Start of The data
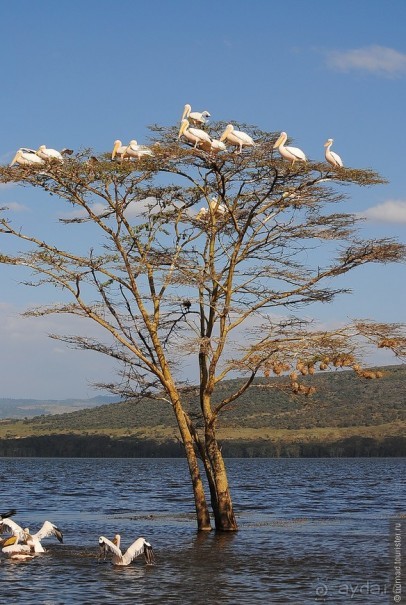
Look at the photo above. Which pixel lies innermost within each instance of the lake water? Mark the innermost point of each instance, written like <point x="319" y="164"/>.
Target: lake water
<point x="311" y="531"/>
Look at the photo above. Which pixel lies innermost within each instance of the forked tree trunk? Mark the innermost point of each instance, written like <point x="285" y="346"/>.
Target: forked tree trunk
<point x="221" y="502"/>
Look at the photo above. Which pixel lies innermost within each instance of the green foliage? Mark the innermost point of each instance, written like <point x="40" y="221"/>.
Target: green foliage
<point x="346" y="415"/>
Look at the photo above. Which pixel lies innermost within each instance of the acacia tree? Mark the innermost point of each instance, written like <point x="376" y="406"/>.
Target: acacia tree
<point x="204" y="256"/>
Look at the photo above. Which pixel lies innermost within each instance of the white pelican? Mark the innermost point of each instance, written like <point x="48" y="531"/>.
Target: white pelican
<point x="139" y="547"/>
<point x="215" y="207"/>
<point x="26" y="157"/>
<point x="13" y="550"/>
<point x="194" y="135"/>
<point x="332" y="157"/>
<point x="236" y="137"/>
<point x="119" y="149"/>
<point x="195" y="117"/>
<point x="213" y="147"/>
<point x="289" y="153"/>
<point x="32" y="540"/>
<point x="137" y="151"/>
<point x="49" y="154"/>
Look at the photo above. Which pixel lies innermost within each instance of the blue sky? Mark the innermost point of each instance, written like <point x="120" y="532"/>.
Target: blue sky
<point x="82" y="74"/>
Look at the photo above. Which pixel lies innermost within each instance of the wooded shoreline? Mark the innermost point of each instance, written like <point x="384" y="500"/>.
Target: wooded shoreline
<point x="103" y="446"/>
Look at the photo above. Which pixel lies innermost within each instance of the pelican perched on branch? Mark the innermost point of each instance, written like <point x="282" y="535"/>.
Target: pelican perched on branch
<point x="215" y="146"/>
<point x="236" y="138"/>
<point x="52" y="154"/>
<point x="289" y="153"/>
<point x="194" y="135"/>
<point x="32" y="540"/>
<point x="332" y="157"/>
<point x="195" y="117"/>
<point x="27" y="157"/>
<point x="119" y="149"/>
<point x="137" y="548"/>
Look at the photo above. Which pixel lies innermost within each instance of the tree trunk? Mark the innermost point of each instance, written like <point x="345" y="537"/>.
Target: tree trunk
<point x="202" y="510"/>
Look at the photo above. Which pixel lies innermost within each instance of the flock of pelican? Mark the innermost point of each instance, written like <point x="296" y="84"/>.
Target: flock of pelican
<point x="192" y="129"/>
<point x="23" y="545"/>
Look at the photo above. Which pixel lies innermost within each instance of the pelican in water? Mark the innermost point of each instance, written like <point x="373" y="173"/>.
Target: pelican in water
<point x="16" y="551"/>
<point x="137" y="151"/>
<point x="32" y="540"/>
<point x="195" y="117"/>
<point x="332" y="157"/>
<point x="138" y="547"/>
<point x="26" y="157"/>
<point x="194" y="135"/>
<point x="236" y="138"/>
<point x="289" y="153"/>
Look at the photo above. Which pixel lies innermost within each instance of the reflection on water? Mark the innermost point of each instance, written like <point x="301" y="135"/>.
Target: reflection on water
<point x="310" y="531"/>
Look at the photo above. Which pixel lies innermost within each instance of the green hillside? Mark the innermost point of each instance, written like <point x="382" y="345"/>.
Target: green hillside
<point x="265" y="421"/>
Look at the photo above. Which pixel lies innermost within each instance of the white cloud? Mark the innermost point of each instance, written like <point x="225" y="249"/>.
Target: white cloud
<point x="391" y="211"/>
<point x="378" y="60"/>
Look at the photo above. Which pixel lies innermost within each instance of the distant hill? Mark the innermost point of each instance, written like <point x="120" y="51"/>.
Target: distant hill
<point x="28" y="408"/>
<point x="346" y="416"/>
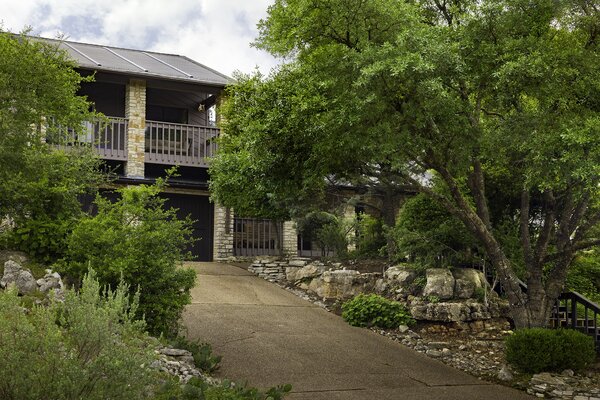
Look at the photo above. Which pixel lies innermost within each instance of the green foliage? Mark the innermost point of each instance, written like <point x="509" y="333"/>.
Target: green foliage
<point x="197" y="389"/>
<point x="44" y="238"/>
<point x="430" y="235"/>
<point x="39" y="184"/>
<point x="382" y="94"/>
<point x="535" y="350"/>
<point x="88" y="347"/>
<point x="202" y="353"/>
<point x="374" y="310"/>
<point x="329" y="231"/>
<point x="136" y="240"/>
<point x="370" y="239"/>
<point x="584" y="275"/>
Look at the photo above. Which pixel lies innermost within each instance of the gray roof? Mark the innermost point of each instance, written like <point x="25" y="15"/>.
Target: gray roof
<point x="141" y="63"/>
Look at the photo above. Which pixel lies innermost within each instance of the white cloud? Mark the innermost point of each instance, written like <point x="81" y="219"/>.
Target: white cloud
<point x="215" y="33"/>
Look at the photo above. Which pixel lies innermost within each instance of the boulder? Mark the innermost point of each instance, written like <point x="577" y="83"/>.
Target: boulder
<point x="467" y="280"/>
<point x="310" y="271"/>
<point x="440" y="283"/>
<point x="400" y="274"/>
<point x="441" y="312"/>
<point x="20" y="277"/>
<point x="50" y="281"/>
<point x="18" y="256"/>
<point x="342" y="284"/>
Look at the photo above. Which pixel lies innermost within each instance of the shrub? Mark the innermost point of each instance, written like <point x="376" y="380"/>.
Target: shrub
<point x="87" y="347"/>
<point x="328" y="230"/>
<point x="536" y="349"/>
<point x="227" y="390"/>
<point x="426" y="233"/>
<point x="135" y="239"/>
<point x="374" y="310"/>
<point x="370" y="239"/>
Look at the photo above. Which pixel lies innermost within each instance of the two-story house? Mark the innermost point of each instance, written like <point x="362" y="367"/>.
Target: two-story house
<point x="162" y="112"/>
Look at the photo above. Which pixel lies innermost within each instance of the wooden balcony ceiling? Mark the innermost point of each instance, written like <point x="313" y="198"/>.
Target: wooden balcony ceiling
<point x="141" y="63"/>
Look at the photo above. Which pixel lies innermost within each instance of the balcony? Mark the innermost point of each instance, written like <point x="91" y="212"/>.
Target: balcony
<point x="165" y="143"/>
<point x="179" y="144"/>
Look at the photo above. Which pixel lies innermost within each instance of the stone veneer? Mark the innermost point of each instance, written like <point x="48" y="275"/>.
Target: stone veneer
<point x="135" y="112"/>
<point x="290" y="239"/>
<point x="223" y="234"/>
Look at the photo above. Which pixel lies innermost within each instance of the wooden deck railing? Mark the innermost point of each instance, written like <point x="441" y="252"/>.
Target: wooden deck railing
<point x="179" y="144"/>
<point x="108" y="137"/>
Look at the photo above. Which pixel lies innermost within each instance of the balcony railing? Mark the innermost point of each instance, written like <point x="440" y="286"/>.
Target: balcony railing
<point x="108" y="138"/>
<point x="179" y="144"/>
<point x="165" y="143"/>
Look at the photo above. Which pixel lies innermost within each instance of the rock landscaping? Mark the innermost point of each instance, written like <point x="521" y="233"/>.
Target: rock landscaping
<point x="461" y="321"/>
<point x="22" y="278"/>
<point x="180" y="364"/>
<point x="444" y="295"/>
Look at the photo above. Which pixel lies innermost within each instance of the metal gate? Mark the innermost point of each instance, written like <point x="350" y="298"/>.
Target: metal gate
<point x="256" y="237"/>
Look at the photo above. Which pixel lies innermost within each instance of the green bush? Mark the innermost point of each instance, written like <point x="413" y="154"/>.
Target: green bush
<point x="136" y="240"/>
<point x="328" y="230"/>
<point x="370" y="239"/>
<point x="374" y="310"/>
<point x="202" y="353"/>
<point x="199" y="390"/>
<point x="89" y="347"/>
<point x="584" y="275"/>
<point x="535" y="350"/>
<point x="426" y="233"/>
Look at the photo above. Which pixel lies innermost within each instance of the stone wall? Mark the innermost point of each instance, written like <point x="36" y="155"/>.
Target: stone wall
<point x="290" y="239"/>
<point x="442" y="295"/>
<point x="135" y="112"/>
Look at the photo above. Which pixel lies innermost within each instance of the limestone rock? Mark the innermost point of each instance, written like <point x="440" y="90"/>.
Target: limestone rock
<point x="310" y="271"/>
<point x="440" y="283"/>
<point x="442" y="312"/>
<point x="50" y="281"/>
<point x="504" y="374"/>
<point x="18" y="256"/>
<point x="21" y="278"/>
<point x="400" y="275"/>
<point x="467" y="280"/>
<point x="342" y="284"/>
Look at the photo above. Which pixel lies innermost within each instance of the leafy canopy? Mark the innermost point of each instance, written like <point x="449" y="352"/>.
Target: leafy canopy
<point x="387" y="92"/>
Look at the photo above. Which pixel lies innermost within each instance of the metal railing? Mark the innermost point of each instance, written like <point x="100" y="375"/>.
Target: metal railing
<point x="575" y="311"/>
<point x="109" y="138"/>
<point x="256" y="237"/>
<point x="179" y="144"/>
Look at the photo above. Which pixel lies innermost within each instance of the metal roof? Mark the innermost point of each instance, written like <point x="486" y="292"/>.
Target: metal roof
<point x="141" y="63"/>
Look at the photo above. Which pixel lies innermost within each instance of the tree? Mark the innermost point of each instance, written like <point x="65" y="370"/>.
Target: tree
<point x="39" y="183"/>
<point x="463" y="90"/>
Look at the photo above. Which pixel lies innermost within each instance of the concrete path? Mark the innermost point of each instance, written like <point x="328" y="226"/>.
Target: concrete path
<point x="268" y="336"/>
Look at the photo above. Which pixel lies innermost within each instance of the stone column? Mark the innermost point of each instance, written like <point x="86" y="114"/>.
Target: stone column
<point x="350" y="218"/>
<point x="135" y="112"/>
<point x="223" y="233"/>
<point x="290" y="239"/>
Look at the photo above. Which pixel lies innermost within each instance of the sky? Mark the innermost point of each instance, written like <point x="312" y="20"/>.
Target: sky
<point x="216" y="33"/>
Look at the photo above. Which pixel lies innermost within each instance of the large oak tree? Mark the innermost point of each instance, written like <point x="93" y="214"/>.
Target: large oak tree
<point x="388" y="91"/>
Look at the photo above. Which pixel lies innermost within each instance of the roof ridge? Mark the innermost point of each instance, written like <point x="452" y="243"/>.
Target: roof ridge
<point x="109" y="46"/>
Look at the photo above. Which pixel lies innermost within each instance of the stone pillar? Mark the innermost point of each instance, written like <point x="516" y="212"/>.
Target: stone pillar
<point x="290" y="239"/>
<point x="350" y="219"/>
<point x="223" y="233"/>
<point x="135" y="112"/>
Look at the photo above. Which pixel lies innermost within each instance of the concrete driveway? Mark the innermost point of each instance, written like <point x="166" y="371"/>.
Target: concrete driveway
<point x="268" y="336"/>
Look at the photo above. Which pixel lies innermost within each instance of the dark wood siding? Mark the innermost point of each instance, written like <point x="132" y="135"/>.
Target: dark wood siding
<point x="200" y="209"/>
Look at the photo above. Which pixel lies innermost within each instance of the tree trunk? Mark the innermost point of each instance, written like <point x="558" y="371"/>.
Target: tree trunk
<point x="389" y="210"/>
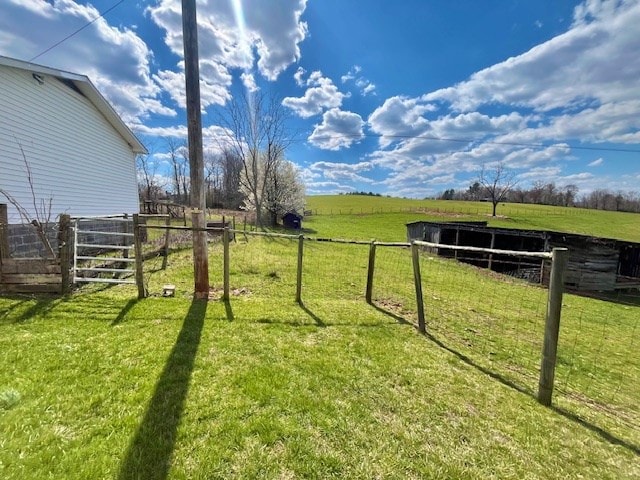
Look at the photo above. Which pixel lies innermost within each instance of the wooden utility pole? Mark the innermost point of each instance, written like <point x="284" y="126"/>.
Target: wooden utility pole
<point x="196" y="156"/>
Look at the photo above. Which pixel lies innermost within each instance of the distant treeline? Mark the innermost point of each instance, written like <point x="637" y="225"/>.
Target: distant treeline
<point x="370" y="194"/>
<point x="551" y="194"/>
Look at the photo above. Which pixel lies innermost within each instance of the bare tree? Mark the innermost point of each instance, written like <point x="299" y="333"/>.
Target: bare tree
<point x="257" y="135"/>
<point x="40" y="215"/>
<point x="179" y="163"/>
<point x="497" y="182"/>
<point x="150" y="186"/>
<point x="284" y="191"/>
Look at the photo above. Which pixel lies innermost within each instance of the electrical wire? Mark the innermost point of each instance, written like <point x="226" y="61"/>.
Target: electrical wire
<point x="77" y="31"/>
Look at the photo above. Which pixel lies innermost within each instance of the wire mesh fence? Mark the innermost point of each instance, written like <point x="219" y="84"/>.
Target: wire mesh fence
<point x="492" y="320"/>
<point x="496" y="322"/>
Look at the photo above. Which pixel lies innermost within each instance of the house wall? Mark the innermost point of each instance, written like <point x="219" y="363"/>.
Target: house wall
<point x="77" y="159"/>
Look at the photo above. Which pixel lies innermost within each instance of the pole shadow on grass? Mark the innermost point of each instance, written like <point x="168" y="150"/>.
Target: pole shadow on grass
<point x="150" y="451"/>
<point x="228" y="310"/>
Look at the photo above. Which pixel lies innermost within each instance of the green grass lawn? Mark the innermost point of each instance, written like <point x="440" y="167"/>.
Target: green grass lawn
<point x="98" y="384"/>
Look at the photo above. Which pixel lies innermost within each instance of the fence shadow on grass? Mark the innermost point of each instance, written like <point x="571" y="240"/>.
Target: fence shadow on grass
<point x="123" y="313"/>
<point x="315" y="318"/>
<point x="389" y="313"/>
<point x="149" y="453"/>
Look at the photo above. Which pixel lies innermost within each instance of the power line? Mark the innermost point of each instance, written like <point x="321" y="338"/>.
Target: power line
<point x="77" y="31"/>
<point x="469" y="140"/>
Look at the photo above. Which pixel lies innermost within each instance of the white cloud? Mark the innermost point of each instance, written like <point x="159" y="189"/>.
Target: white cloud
<point x="298" y="76"/>
<point x="321" y="95"/>
<point x="366" y="87"/>
<point x="337" y="171"/>
<point x="338" y="130"/>
<point x="595" y="61"/>
<point x="263" y="33"/>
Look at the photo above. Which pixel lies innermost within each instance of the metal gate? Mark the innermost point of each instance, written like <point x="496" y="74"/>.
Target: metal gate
<point x="102" y="247"/>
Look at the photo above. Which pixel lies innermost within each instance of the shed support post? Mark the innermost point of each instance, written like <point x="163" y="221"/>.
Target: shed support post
<point x="552" y="325"/>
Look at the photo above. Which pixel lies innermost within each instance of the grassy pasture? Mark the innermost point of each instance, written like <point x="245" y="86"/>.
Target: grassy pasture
<point x="101" y="385"/>
<point x="353" y="216"/>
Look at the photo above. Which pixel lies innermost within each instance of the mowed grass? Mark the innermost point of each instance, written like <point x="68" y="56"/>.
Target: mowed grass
<point x="382" y="218"/>
<point x="101" y="385"/>
<point x="106" y="386"/>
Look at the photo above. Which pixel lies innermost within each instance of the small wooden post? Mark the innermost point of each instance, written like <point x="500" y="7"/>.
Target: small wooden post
<point x="4" y="231"/>
<point x="225" y="241"/>
<point x="492" y="245"/>
<point x="165" y="259"/>
<point x="137" y="240"/>
<point x="299" y="275"/>
<point x="233" y="226"/>
<point x="552" y="325"/>
<point x="64" y="251"/>
<point x="370" y="271"/>
<point x="417" y="278"/>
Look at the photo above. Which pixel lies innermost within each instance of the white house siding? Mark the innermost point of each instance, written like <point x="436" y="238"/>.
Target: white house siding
<point x="76" y="157"/>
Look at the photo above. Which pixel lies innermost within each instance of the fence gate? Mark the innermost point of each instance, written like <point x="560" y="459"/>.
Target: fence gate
<point x="102" y="247"/>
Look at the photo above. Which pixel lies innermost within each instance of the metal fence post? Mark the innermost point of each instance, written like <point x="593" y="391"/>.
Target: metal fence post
<point x="225" y="241"/>
<point x="417" y="278"/>
<point x="370" y="271"/>
<point x="552" y="325"/>
<point x="142" y="293"/>
<point x="299" y="273"/>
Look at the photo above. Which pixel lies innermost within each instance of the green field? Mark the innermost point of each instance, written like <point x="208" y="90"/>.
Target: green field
<point x="99" y="384"/>
<point x="365" y="217"/>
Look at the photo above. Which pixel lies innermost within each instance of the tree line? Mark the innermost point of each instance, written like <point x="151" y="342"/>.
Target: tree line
<point x="551" y="194"/>
<point x="247" y="169"/>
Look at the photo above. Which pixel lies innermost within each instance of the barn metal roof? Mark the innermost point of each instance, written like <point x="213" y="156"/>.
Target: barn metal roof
<point x="86" y="88"/>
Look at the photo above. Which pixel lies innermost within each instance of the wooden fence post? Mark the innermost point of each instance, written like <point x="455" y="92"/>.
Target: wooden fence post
<point x="299" y="273"/>
<point x="137" y="240"/>
<point x="4" y="231"/>
<point x="417" y="278"/>
<point x="64" y="251"/>
<point x="370" y="271"/>
<point x="125" y="239"/>
<point x="225" y="241"/>
<point x="552" y="325"/>
<point x="167" y="223"/>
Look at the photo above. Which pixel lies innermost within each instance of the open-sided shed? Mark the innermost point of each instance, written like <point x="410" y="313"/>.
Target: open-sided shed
<point x="595" y="264"/>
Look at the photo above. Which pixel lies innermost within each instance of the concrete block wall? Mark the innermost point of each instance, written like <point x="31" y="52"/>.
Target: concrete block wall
<point x="24" y="242"/>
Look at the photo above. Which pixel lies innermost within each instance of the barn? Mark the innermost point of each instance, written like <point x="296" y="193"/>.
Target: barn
<point x="59" y="131"/>
<point x="595" y="264"/>
<point x="292" y="220"/>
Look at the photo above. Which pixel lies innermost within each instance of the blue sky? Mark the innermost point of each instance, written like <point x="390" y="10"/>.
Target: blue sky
<point x="404" y="98"/>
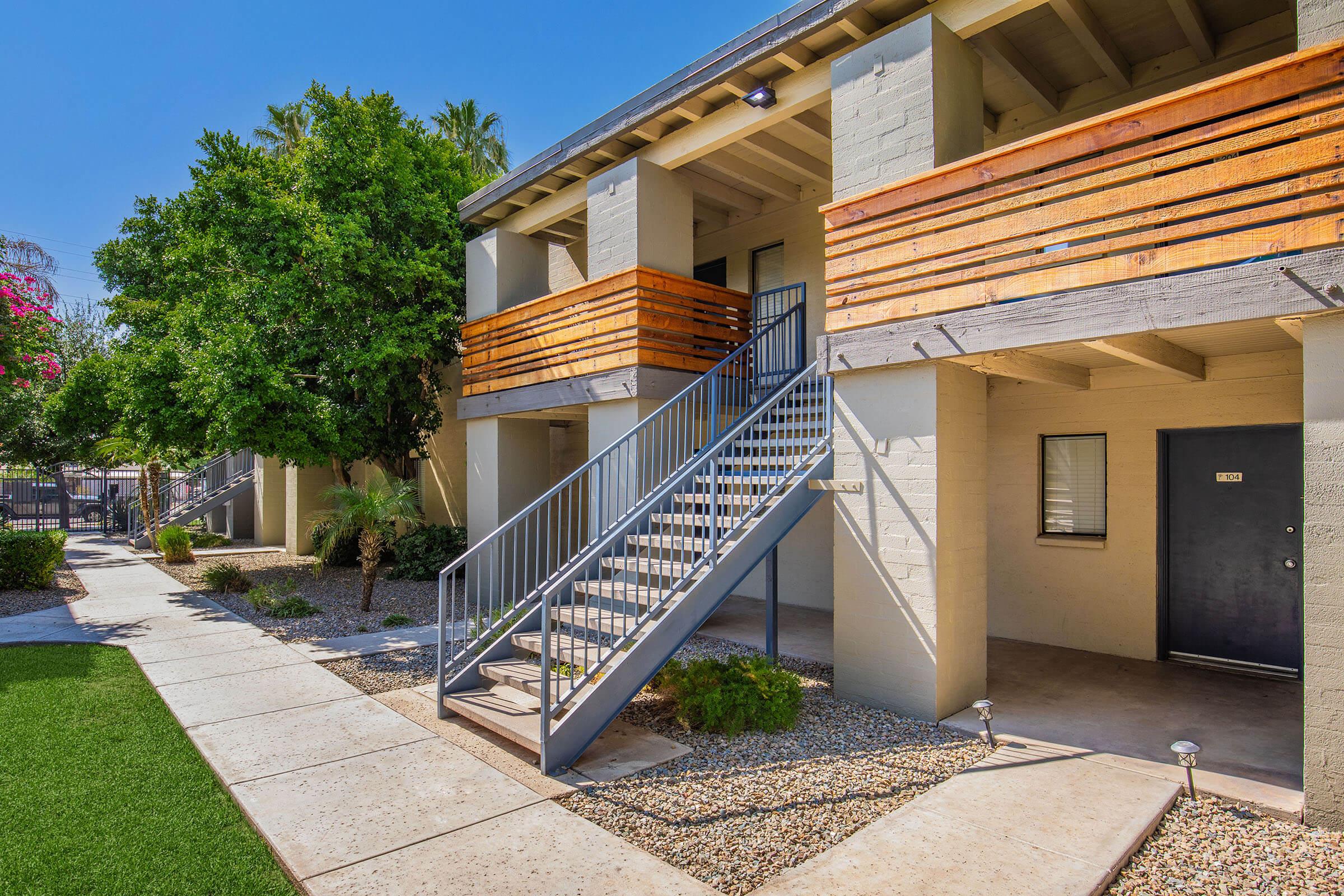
End of The data
Which lines above run from the one containing "Target: wire mesh fence" to the one containing "of the grassy"? Give them again exactly, both ends included.

> [Exercise result]:
Target: wire mesh fence
<point x="492" y="320"/>
<point x="496" y="322"/>
Look at the photo above. Which pixel lies innermost within each instance of the house wall? Mark the innermost point of each instance, written like <point x="219" y="363"/>.
Target: house wall
<point x="77" y="159"/>
Look at the photo above. Which pixel lies innermost within each instance of the pole shadow on grass? Mark the innermost point of each instance, written like <point x="168" y="150"/>.
Target: pole shadow on grass
<point x="150" y="451"/>
<point x="228" y="310"/>
Look at the photo above. Which pixel lies innermost within each instance of the green grass lawn? Mark the innermost point of each instance, written like <point x="440" y="167"/>.
Target: green grass lawn
<point x="98" y="384"/>
Look at the photo above. Which pixel lies innermost within each instance of the fence shadow on grass? Mark the innermost point of each instance, written like <point x="571" y="240"/>.
Target: fence shadow on grass
<point x="123" y="313"/>
<point x="315" y="318"/>
<point x="389" y="313"/>
<point x="149" y="453"/>
Look at the photo above. Which pixel lies innermost within each instance of the power line? Mark the innermost point of each instance, written like <point x="321" y="338"/>.
Target: power line
<point x="77" y="31"/>
<point x="469" y="140"/>
Look at the photo above. Which pixel lies innermost within each instance of the white cloud? Mark the innermost point of each instance, written like <point x="159" y="189"/>.
Target: white cloud
<point x="298" y="76"/>
<point x="321" y="95"/>
<point x="366" y="87"/>
<point x="337" y="171"/>
<point x="338" y="130"/>
<point x="595" y="61"/>
<point x="263" y="33"/>
Look at the photo above. Which pixel lies innermost within each instance of the metal gate? Mark the innermost point of each instance, written like <point x="496" y="74"/>.
Target: metal gate
<point x="102" y="247"/>
Look at the photo above. Which pixel lies innermost within each instance of the shed support post? Mark the innermost point of each instance, written like <point x="163" y="221"/>.
Target: shed support post
<point x="552" y="325"/>
Look at the photo above. Which pixel lies innermost within each instance of the grassy pasture? Mark the innermost point of each instance, written like <point x="245" y="86"/>.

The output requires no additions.